[START Provided records]
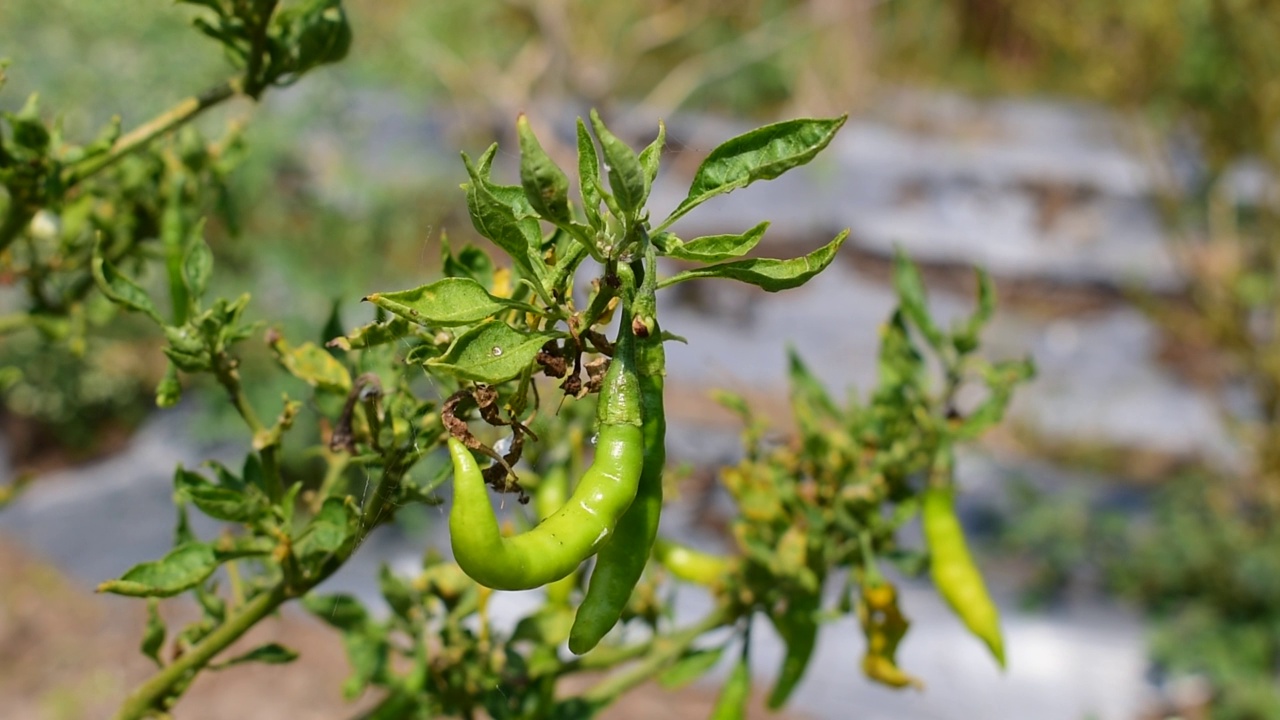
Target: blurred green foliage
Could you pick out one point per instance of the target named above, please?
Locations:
(1201, 76)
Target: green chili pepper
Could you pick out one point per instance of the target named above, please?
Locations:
(691, 565)
(551, 495)
(621, 561)
(731, 703)
(566, 538)
(952, 568)
(799, 630)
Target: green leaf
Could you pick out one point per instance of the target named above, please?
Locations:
(545, 185)
(469, 263)
(965, 337)
(712, 247)
(693, 665)
(269, 654)
(154, 634)
(767, 273)
(1002, 378)
(182, 569)
(492, 352)
(808, 395)
(232, 505)
(762, 154)
(520, 237)
(315, 367)
(451, 301)
(199, 263)
(650, 156)
(373, 335)
(119, 288)
(899, 361)
(910, 292)
(329, 532)
(589, 177)
(342, 611)
(626, 176)
(26, 128)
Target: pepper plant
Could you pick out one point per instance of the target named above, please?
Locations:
(136, 196)
(512, 354)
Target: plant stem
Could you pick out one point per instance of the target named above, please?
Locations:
(142, 135)
(149, 696)
(664, 652)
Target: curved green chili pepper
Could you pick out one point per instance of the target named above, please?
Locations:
(549, 496)
(621, 561)
(952, 568)
(799, 630)
(566, 538)
(691, 565)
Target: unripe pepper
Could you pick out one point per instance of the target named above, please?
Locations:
(621, 561)
(576, 531)
(952, 568)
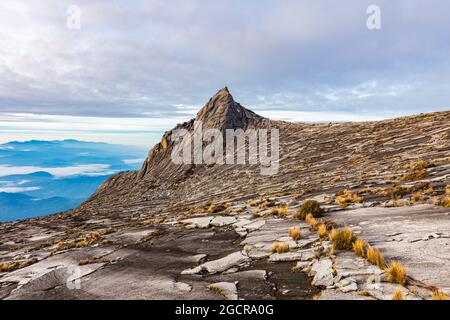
[END Provided records]
Task statement: Rewrite the lines of the listing above as a numbered list, starting at the line containing "Target: curved green chili pepper" and ending at the end of the listing. Leave out blank lines and the pictures.

Output for this task:
1. Target: curved green chili pepper
2. Could you pick out one point per instance of the target named above, please?
3. Locations:
4. (549, 496)
5. (621, 561)
6. (952, 568)
7. (799, 630)
8. (566, 538)
9. (691, 565)
10. Target: unripe pepper
11. Could you pick out one point per instance of the target named above, please?
12. Locations:
13. (621, 561)
14. (576, 531)
15. (952, 568)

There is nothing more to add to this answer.